◆ **WHAT YOU NEED TO DO**:
**A)** Please copy the records word for word, from the line with "[point] every instance of the man's neck" up to and including the last line of the records.
**B)** Extend the passage on the national EAS test, picking up after its final sentence.

◆ **READING TEXT**:
______________________________

Because the test is a presidential EAS test, it must be retransmitted by radio and television broadcasters, cable operators, satellite radio service providers, direct broadcast satellite service providers, and wireline video service providers. In the announcement, FEMA took pains to note that the test will not simply be a pass/fail exercise, but an opportunity to find out what is working and what isn’t, so that the system can be tweaked and improved.

It is likely that the national EAS test will become an annual event following this initial test. One issue that was not discussed in the announcement, however, is how the current September 30, 2011 deadline for EAS participants to install EAS equipment compatible with the Common Alerting Protocol (CAP) could affect the test. The FCC had originally said that the intent of a national test was to assess the existing EAS operation, as opposed to testing the implementation and functionality of the new CAP-compliant EAS equipment soon to being purchased and installed by broadcast, cable, and satellite operators.

______________________________

◆ **MATERIAL PROVIDED**:
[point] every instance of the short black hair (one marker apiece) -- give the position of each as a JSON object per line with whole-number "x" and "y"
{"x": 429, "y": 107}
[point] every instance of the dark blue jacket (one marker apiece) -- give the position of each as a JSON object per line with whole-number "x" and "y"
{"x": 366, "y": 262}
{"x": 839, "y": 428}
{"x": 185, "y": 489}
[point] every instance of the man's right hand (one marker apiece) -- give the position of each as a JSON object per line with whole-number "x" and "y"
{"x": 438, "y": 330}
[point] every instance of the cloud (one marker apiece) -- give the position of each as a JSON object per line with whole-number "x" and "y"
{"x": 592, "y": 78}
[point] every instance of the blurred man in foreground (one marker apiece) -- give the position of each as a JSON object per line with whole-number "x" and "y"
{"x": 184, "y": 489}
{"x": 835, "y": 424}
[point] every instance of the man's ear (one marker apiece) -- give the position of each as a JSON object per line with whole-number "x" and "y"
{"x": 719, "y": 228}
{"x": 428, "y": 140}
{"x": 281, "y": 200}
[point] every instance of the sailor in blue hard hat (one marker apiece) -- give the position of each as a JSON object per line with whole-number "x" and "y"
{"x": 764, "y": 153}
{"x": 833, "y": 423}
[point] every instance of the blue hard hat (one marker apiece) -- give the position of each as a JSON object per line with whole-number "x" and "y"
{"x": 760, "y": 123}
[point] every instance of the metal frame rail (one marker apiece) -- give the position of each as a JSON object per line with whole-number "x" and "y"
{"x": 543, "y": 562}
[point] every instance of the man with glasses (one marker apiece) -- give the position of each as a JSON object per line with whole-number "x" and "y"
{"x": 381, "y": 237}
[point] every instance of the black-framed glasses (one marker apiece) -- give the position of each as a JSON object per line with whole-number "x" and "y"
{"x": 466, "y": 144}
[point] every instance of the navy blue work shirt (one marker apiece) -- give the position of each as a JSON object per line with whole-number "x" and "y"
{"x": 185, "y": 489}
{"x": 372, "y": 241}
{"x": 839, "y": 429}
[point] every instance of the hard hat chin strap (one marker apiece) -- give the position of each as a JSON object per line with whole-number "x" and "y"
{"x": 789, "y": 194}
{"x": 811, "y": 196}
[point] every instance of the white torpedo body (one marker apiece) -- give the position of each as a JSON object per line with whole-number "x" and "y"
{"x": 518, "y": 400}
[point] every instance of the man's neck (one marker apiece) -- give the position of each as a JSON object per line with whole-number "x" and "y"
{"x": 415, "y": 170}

______________________________

◆ **ANSWERS TO THE TASKS**:
**A)**
[point] every instance of the man's neck (one marker apiece) -- give the position of each as a JSON object per line with whole-number "x" and "y"
{"x": 415, "y": 170}

**B)**
As the FCC just last week announced the commencement of a rulemaking to adopt rules and processes for the implementation of CAP, there is a growing feeling that the September 30, 2011 CAP implementation deadline may need to be extended in order to prevent a situation where EAS participants are required to immediately purchase and install new EAS equipment that may or may not comply with the CAP requirements ultimately adopted by the FCC. Whether intended or not, a national EAS test just six weeks after the CAP deadline will likely end up being more about the teething pains of CAP implementation than about how reliably the current EAS infrastructure functions.

As a result, preventing the national test from being sidelined by the inevitable implementation glitches of CAP may be the strongest reason yet for extending the CAP implementation deadline to a date beyond November 9, 2011. It will be good to know how the never-before-tested national EAS infrastructure functions before adding the additional complexities of CAP-compliant EAS equipment to it.